## What is required:
Check every line below for the word "reel" and copy each one that has it.

## The data:
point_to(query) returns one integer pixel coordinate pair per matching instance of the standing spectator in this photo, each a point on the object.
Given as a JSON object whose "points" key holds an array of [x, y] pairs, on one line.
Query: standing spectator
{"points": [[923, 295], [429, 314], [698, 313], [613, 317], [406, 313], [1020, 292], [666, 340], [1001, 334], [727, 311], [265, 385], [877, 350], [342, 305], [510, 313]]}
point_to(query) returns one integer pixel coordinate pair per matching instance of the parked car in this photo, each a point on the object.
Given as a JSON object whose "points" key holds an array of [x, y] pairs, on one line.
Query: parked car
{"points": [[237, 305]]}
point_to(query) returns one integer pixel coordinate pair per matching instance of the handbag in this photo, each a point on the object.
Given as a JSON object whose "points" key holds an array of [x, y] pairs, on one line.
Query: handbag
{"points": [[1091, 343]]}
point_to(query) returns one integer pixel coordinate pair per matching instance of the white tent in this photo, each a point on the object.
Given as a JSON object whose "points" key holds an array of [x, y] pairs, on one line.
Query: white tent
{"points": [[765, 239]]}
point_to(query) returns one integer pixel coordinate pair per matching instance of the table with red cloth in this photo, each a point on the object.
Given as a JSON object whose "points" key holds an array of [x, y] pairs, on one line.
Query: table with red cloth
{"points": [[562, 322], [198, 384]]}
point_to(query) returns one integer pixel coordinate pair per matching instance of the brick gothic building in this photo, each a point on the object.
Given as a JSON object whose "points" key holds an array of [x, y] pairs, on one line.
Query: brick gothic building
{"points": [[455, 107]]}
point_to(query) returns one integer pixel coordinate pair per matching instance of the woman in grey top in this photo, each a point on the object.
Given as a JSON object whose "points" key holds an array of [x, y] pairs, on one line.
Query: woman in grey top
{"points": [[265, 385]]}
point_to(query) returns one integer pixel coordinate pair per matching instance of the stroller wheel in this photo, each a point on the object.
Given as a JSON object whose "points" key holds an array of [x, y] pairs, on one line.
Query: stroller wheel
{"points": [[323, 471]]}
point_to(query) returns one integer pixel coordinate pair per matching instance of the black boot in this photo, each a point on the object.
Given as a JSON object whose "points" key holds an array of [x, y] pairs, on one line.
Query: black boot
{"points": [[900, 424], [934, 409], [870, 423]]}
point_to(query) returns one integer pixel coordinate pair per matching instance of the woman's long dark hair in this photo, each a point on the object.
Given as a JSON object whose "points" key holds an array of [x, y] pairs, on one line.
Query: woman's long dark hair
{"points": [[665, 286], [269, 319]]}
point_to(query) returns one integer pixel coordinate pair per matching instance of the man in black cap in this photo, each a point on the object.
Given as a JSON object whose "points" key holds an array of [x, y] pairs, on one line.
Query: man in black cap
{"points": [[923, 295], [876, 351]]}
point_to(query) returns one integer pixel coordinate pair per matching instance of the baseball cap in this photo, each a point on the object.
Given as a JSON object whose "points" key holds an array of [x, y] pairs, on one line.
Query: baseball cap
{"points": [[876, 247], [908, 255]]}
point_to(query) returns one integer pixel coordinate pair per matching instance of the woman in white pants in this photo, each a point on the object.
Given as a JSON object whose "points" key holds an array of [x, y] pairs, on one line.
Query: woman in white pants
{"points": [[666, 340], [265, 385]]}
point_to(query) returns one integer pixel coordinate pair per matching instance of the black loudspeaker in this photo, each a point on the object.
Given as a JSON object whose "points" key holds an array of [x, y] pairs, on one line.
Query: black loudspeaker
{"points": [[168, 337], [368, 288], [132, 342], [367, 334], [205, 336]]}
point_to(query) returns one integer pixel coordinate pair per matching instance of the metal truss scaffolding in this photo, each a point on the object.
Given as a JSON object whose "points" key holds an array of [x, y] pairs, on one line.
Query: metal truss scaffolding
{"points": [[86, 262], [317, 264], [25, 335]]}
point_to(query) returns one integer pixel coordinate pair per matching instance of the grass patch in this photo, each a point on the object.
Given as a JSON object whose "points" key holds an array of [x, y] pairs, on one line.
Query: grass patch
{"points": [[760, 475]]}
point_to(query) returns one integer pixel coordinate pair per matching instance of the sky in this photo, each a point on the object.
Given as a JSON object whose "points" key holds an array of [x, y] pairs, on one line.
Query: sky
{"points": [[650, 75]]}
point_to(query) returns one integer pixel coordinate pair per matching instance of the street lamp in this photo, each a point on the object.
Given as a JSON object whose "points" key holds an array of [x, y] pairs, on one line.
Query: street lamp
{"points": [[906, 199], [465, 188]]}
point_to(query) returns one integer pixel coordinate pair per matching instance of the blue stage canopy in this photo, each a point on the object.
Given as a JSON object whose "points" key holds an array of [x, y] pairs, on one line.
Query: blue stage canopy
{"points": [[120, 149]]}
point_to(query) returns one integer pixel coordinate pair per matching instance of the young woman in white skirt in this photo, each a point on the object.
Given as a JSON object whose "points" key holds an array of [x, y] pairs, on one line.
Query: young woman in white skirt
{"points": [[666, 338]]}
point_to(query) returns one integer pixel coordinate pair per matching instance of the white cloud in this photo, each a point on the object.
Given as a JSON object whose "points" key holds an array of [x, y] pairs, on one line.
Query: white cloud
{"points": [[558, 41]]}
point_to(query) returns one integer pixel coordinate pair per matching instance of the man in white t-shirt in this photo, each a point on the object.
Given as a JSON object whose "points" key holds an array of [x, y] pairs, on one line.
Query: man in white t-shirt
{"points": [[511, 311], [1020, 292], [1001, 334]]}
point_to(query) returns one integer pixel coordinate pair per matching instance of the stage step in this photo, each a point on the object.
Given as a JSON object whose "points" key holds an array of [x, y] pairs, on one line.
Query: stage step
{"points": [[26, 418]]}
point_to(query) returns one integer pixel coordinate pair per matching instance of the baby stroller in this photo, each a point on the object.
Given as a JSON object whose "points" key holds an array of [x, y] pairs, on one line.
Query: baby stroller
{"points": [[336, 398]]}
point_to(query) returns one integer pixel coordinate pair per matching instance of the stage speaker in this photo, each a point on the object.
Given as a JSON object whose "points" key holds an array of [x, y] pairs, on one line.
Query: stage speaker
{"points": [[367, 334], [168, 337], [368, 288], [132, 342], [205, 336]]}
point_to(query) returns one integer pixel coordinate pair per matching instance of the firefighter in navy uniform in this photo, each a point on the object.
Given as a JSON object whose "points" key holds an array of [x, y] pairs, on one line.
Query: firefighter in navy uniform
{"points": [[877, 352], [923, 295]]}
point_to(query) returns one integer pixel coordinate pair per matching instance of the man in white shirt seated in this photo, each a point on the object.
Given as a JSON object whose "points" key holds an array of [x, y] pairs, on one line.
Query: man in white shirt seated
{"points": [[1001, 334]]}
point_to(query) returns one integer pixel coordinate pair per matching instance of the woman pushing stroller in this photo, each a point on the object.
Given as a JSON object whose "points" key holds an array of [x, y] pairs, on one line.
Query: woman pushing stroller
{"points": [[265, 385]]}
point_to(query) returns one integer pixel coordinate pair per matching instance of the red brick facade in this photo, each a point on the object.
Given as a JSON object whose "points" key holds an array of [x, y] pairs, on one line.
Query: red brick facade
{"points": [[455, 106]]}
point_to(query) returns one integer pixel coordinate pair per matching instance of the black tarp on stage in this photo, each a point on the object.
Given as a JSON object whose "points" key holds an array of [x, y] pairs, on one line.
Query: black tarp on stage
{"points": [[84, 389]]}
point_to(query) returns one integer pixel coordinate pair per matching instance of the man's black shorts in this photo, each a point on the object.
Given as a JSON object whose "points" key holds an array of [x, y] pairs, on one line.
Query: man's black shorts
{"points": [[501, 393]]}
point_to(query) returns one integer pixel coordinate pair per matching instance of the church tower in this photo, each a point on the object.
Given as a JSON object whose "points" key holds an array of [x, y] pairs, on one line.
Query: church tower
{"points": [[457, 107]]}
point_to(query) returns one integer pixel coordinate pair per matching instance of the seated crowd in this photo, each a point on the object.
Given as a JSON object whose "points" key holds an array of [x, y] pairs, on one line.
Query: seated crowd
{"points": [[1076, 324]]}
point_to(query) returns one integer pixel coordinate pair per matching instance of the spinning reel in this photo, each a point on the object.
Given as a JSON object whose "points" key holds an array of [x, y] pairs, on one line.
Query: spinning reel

## Task answer:
point_to(query) returns one integer pixel coordinate pair per matching instance of the spinning reel in this photo, each a point on the object.
Query: spinning reel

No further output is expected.